Copy all of the material below exactly.

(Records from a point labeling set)
- - - -

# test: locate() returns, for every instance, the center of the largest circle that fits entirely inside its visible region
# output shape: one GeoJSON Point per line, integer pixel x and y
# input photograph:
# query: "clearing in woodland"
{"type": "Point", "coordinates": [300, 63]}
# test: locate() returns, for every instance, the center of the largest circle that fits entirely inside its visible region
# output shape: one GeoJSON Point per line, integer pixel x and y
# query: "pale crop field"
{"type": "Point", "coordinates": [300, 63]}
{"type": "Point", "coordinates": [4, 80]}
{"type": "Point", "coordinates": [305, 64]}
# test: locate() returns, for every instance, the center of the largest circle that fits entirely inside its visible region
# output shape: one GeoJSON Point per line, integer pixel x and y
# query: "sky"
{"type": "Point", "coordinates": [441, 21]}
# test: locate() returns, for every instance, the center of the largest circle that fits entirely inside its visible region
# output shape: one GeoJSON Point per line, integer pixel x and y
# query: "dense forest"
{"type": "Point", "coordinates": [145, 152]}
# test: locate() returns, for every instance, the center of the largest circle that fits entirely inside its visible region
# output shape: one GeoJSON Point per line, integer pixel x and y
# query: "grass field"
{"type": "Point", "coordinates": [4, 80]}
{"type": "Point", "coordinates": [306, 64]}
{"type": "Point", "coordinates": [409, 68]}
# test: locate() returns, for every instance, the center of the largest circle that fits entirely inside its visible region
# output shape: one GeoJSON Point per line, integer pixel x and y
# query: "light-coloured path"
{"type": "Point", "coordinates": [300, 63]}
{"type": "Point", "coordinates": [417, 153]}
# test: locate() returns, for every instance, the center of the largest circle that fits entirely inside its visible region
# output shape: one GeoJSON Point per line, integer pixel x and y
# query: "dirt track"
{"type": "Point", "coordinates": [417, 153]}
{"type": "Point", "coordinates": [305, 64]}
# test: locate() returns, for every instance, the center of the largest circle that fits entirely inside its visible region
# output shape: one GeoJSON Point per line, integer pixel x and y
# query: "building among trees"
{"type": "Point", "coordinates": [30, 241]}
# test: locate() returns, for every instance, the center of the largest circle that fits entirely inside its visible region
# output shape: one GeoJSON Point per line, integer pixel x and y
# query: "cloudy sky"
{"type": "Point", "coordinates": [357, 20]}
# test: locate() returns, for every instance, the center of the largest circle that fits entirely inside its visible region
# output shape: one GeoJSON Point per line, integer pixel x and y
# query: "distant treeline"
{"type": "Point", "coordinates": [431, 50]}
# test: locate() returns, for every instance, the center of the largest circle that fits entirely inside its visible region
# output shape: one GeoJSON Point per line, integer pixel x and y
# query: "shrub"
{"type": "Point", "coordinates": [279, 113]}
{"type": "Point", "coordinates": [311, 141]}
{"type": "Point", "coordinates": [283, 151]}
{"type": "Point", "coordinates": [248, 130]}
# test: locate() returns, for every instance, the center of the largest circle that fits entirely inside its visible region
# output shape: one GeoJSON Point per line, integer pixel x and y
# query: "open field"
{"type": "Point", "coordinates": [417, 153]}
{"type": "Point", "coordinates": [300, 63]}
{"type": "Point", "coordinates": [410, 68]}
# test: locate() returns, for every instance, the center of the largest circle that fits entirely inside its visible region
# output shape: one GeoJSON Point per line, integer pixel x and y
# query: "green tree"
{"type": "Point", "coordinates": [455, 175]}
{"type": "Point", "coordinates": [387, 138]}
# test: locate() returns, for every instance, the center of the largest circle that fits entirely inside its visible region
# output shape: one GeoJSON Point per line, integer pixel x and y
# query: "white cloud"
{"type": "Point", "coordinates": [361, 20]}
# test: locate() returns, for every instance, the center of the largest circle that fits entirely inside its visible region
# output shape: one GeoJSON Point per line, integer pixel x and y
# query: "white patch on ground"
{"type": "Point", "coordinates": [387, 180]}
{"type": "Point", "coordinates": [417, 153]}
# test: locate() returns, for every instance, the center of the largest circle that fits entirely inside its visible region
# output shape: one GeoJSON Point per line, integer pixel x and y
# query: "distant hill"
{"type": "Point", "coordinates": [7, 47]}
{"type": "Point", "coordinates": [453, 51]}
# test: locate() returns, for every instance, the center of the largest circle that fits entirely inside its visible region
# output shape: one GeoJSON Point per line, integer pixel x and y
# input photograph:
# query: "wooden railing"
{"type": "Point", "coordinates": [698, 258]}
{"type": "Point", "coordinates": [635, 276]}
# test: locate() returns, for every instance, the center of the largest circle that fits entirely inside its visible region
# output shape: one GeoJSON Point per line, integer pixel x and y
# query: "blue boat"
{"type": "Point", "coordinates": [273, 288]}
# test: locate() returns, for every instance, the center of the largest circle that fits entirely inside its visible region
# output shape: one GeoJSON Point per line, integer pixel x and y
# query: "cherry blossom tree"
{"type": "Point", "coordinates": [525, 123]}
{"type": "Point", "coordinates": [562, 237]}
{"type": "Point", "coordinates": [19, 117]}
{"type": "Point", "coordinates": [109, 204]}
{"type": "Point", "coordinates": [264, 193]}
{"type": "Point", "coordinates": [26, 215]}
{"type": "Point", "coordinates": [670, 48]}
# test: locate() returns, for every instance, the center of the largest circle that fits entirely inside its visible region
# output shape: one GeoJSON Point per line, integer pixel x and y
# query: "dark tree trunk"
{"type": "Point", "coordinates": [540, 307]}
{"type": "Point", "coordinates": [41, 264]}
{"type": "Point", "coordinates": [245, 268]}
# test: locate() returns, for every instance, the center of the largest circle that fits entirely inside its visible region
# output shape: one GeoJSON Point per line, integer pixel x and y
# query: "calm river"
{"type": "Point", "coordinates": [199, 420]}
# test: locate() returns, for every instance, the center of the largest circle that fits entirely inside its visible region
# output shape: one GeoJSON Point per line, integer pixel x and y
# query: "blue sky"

- - - -

> Solution for this exercise
# test: locate() returns, for every instance, the center of the largest circle that fits entirely inside its visible region
# output shape: one GeoJSON Point per line, integer pixel x and y
# input photograph:
# query: "clearing in woodland"
{"type": "Point", "coordinates": [300, 63]}
# test: locate() returns, for every instance, the center of the largest circle that fits entirely inside its visible region
# output shape: one GeoJSON Point per line, integer pixel x and y
# query: "pale crop field"
{"type": "Point", "coordinates": [300, 63]}
{"type": "Point", "coordinates": [4, 80]}
{"type": "Point", "coordinates": [305, 64]}
# test: locate() returns, for every instance, the center of the largest circle that fits entirely inside its visible region
# output shape: one GeoJSON Point per line, integer pixel x and y
# query: "sky"
{"type": "Point", "coordinates": [441, 21]}
# test: locate() returns, for every instance, the center of the largest circle that fits entirely inside its visible region
# output shape: one GeoJSON Point per line, integer pixel x and y
# query: "dense forest"
{"type": "Point", "coordinates": [145, 152]}
# test: locate() returns, for every instance, the center of the largest circle that fits entirely inside its visible region
# output shape: one GeoJSON Point per line, integer pixel x and y
# query: "grass field"
{"type": "Point", "coordinates": [4, 80]}
{"type": "Point", "coordinates": [306, 64]}
{"type": "Point", "coordinates": [409, 68]}
# test: locate() returns, for every instance, the center of the largest circle that fits entirely inside its visible region
# output shape: one GeoJSON Point per line, integer pixel x and y
# query: "light-coloured path"
{"type": "Point", "coordinates": [300, 63]}
{"type": "Point", "coordinates": [417, 153]}
# test: locate() returns, for every instance, the center of the largest circle that fits entirely inside its visible region
# output shape: one GeoJSON Point per line, integer pixel x and y
# query: "dirt track"
{"type": "Point", "coordinates": [417, 153]}
{"type": "Point", "coordinates": [305, 64]}
# test: locate() returns, for every instance, the center of the largest circle that fits entirely inside its visible region
# output shape: one GeoJSON Point per line, integer pixel x and y
# query: "building among trees"
{"type": "Point", "coordinates": [30, 241]}
# test: locate() returns, for every instance, the center of the largest circle that fits entirely inside its visible region
# output shape: one GeoJSON Point per line, integer pixel x and y
# query: "cloudy sky"
{"type": "Point", "coordinates": [357, 20]}
# test: locate() returns, for every instance, the center of the largest circle that fits entirely inside its visible region
# output shape: one GeoJSON Point per line, integer pixel x and y
# query: "distant treeline"
{"type": "Point", "coordinates": [431, 50]}
# test: locate() returns, for every instance, the center of the largest circle that fits entirely inside its visible region
# output shape: one GeoJSON Point per line, integer pixel x and y
# query: "shrub"
{"type": "Point", "coordinates": [279, 113]}
{"type": "Point", "coordinates": [311, 141]}
{"type": "Point", "coordinates": [283, 151]}
{"type": "Point", "coordinates": [248, 130]}
# test: locate() returns, for every instance, the center of the largest circle that fits entirely inside its visible region
# output shape: one GeoJSON Point per line, integer pixel x and y
# query: "open field"
{"type": "Point", "coordinates": [417, 153]}
{"type": "Point", "coordinates": [300, 63]}
{"type": "Point", "coordinates": [410, 68]}
# test: locate() returns, for every instance, the center of the largest circle that fits entirely inside its visible region
# output shape: one GeoJSON Point per line, integer pixel x and y
# query: "green tree"
{"type": "Point", "coordinates": [455, 175]}
{"type": "Point", "coordinates": [387, 138]}
# test: locate() returns, for every instance, the center of the largest circle that fits entirely inside its visible region
# output shape: one GeoJSON Point per line, integer pixel x and y
# query: "white cloud"
{"type": "Point", "coordinates": [361, 20]}
# test: locate() returns, for every instance, the center of the largest circle that fits entirely inside its visible region
# output shape: one GeoJSON Point per line, integer pixel x and y
# query: "white patch on ground"
{"type": "Point", "coordinates": [387, 180]}
{"type": "Point", "coordinates": [417, 153]}
# test: locate() returns, for every instance, the center of the largest circle that fits entirely inside its visible region
# output shape: one GeoJSON Point per line, integer pixel x and y
# query: "distant hill"
{"type": "Point", "coordinates": [7, 47]}
{"type": "Point", "coordinates": [453, 51]}
# test: locate() returns, for every instance, the center of the largest circle that fits entirely inside its visible region
# output shape: one GeoJSON Point per line, integer pixel x and y
# input photograph:
# query: "wooden railing"
{"type": "Point", "coordinates": [698, 258]}
{"type": "Point", "coordinates": [635, 276]}
# test: locate() returns, for every instance, the center of the largest circle that fits entirely inside its visible region
# output shape: one GeoJSON Point per line, integer pixel x and y
# query: "blue boat"
{"type": "Point", "coordinates": [273, 288]}
# test: locate() returns, for every instance, the center of the largest circle that fits entirely inside its visible region
# output shape: one GeoJSON Point per line, integer pixel x and y
# query: "cherry blossom tree"
{"type": "Point", "coordinates": [525, 123]}
{"type": "Point", "coordinates": [562, 237]}
{"type": "Point", "coordinates": [19, 117]}
{"type": "Point", "coordinates": [109, 204]}
{"type": "Point", "coordinates": [264, 193]}
{"type": "Point", "coordinates": [26, 215]}
{"type": "Point", "coordinates": [670, 48]}
# test: locate() returns, for every instance, the center of the largest circle that fits entirely inside its visible region
# output shape: one GeoJSON Point per line, integer pixel x and y
# query: "dark tree trunk"
{"type": "Point", "coordinates": [540, 307]}
{"type": "Point", "coordinates": [41, 264]}
{"type": "Point", "coordinates": [245, 268]}
# test: locate() returns, for every instance, the center of the largest circle that fits entirely inside its visible region
# output shape: one GeoJSON Point per line, integer pixel x and y
# query: "calm river"
{"type": "Point", "coordinates": [199, 420]}
# test: locate() returns, for every instance, the center of the largest circle that fits entirely inside its visible region
# output shape: one GeoJSON Point per line, integer pixel x and y
# query: "blue sky"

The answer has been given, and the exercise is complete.